§ Exercise brief: Images do not belong in the copy. Retype all the entries below exactly.

§ Stored data:
━━━━━━━━━━━━━━━━

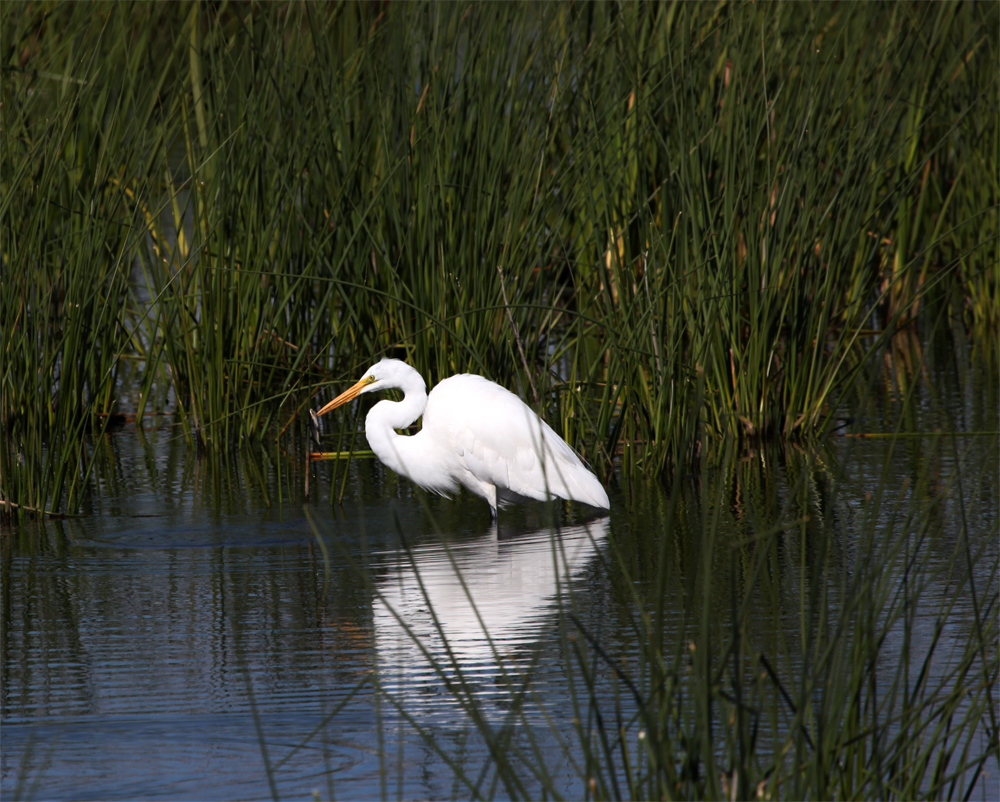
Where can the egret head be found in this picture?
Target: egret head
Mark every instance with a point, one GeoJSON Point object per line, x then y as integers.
{"type": "Point", "coordinates": [383, 375]}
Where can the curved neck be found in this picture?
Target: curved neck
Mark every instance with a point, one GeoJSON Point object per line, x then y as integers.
{"type": "Point", "coordinates": [387, 416]}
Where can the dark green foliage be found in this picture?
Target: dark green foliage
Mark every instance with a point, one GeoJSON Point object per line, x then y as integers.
{"type": "Point", "coordinates": [615, 209]}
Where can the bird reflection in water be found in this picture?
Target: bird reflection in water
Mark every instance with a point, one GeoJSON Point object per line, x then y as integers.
{"type": "Point", "coordinates": [464, 616]}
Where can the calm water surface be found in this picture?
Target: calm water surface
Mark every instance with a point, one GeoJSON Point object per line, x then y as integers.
{"type": "Point", "coordinates": [193, 638]}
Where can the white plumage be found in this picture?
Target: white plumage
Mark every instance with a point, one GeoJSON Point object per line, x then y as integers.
{"type": "Point", "coordinates": [475, 434]}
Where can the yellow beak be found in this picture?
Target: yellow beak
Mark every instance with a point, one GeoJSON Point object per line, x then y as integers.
{"type": "Point", "coordinates": [347, 395]}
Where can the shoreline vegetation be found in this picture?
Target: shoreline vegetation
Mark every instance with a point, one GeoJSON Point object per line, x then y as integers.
{"type": "Point", "coordinates": [626, 214]}
{"type": "Point", "coordinates": [683, 232]}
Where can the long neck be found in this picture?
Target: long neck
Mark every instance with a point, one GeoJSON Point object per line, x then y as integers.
{"type": "Point", "coordinates": [386, 416]}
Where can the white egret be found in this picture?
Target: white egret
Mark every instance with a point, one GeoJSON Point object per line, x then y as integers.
{"type": "Point", "coordinates": [475, 434]}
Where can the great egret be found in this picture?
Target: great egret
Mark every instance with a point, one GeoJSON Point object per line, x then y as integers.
{"type": "Point", "coordinates": [475, 435]}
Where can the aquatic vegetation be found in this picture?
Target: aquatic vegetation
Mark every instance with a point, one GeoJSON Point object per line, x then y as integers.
{"type": "Point", "coordinates": [614, 211]}
{"type": "Point", "coordinates": [696, 238]}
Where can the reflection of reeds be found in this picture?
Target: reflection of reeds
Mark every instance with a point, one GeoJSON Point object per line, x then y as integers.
{"type": "Point", "coordinates": [656, 206]}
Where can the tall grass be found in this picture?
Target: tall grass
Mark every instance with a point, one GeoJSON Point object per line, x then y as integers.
{"type": "Point", "coordinates": [781, 629]}
{"type": "Point", "coordinates": [609, 208]}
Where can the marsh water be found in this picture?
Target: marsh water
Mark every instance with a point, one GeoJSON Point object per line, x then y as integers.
{"type": "Point", "coordinates": [200, 633]}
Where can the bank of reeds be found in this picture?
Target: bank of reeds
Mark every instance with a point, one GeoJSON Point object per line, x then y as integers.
{"type": "Point", "coordinates": [781, 630]}
{"type": "Point", "coordinates": [606, 207]}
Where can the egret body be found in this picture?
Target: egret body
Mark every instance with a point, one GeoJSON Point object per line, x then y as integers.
{"type": "Point", "coordinates": [475, 434]}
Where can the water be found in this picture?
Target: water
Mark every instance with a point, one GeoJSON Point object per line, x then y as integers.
{"type": "Point", "coordinates": [193, 637]}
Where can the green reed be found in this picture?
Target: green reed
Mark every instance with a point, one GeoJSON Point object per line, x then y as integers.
{"type": "Point", "coordinates": [606, 208]}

━━━━━━━━━━━━━━━━

§ The reply:
Where can the egret head be found in this picture?
Target: egret head
Mark every instance with a point, one GeoJSON Point object per line, x then y as integers.
{"type": "Point", "coordinates": [383, 375]}
Where can the curved neck be found in this picture?
Target: curved neck
Mark every instance with a point, one GeoJSON Point object per line, x then y as integers.
{"type": "Point", "coordinates": [387, 416]}
Where can the dark green foliage be found in this picture?
Target: dark green foliage
Mark every instance with a point, one GeoJSON Point object per line, x then y as integers.
{"type": "Point", "coordinates": [615, 209]}
Where can the bird reflection in water be found in this picture?
Target: bird reflection in water
Mark every instance with a point, one GeoJSON Point object per line, x then y as integers.
{"type": "Point", "coordinates": [464, 616]}
Where can the calm water surface be found in this picture?
Target: calm water surface
Mark every instance with a point, one GeoJSON Point object per line, x then y as integers.
{"type": "Point", "coordinates": [193, 638]}
Where can the white plumage be found in this picture?
Target: white plumage
Mark every instance with a point, one GeoJSON Point object per line, x then y as integers.
{"type": "Point", "coordinates": [475, 434]}
Where can the yellow beak be found in this picture?
Target: yellow beak
Mark every instance with a point, one GeoJSON Point object per line, x then y as integers.
{"type": "Point", "coordinates": [347, 395]}
Where can the shoreline vegetation be found in this picture?
Target: shoreline vegetation
Mark every instance with a point, one GeoJSON Point object per line, x then y as integers.
{"type": "Point", "coordinates": [626, 214]}
{"type": "Point", "coordinates": [683, 232]}
Where can the long neck be found in this picture?
Target: long neck
Mark every instance with a point, one GeoJSON Point object per line, x then y as integers.
{"type": "Point", "coordinates": [386, 416]}
Where can the white egret be found in this picture?
Target: white egret
Mark every instance with a point, one GeoJSON Point object per line, x then y as integers.
{"type": "Point", "coordinates": [475, 434]}
Where can the great egret be found in this picture?
Target: great egret
Mark every instance with a point, one GeoJSON Point object per line, x then y as integers.
{"type": "Point", "coordinates": [475, 435]}
Where can the aquatic vegetation be found in this picture?
Target: aquatic vegetation
Mark every instance with a point, one GeoJSON Point object per line, x then y as integers.
{"type": "Point", "coordinates": [614, 211]}
{"type": "Point", "coordinates": [696, 238]}
Where can the reflection of reeds be found in this picture?
Target: reflection of reeds
Mark every instance with a point, one GeoJSON Point object per line, x then y as integers.
{"type": "Point", "coordinates": [656, 206]}
Where can the tall grass be found in this picture?
Target: tall grass
Mark every instance with a point, one GeoJSON Point object per line, x then y as integers.
{"type": "Point", "coordinates": [781, 629]}
{"type": "Point", "coordinates": [609, 208]}
Where can the marsh water be found in this picture?
Target: marsh water
Mark every instance with a point, one GeoJSON Point object per line, x then y as integers.
{"type": "Point", "coordinates": [200, 633]}
Where can the bank of reeds be found in this picture?
Target: bank of reeds
Mark every instance with a point, one GeoJSON Point object per line, x then y as integers.
{"type": "Point", "coordinates": [781, 630]}
{"type": "Point", "coordinates": [606, 207]}
Where can the egret body be found in this picture?
Target: egret body
Mark every instance with a point, one GeoJSON Point object per line, x then y as integers.
{"type": "Point", "coordinates": [475, 434]}
Where can the water be found in this picture?
Target: water
Mark every instance with a point, one GeoJSON Point object per line, x then y as integers.
{"type": "Point", "coordinates": [193, 637]}
Where can the green reed be found in this picture?
Target: green reed
Mark every instance with a point, one GeoJSON Point object per line, x then y as integers.
{"type": "Point", "coordinates": [606, 208]}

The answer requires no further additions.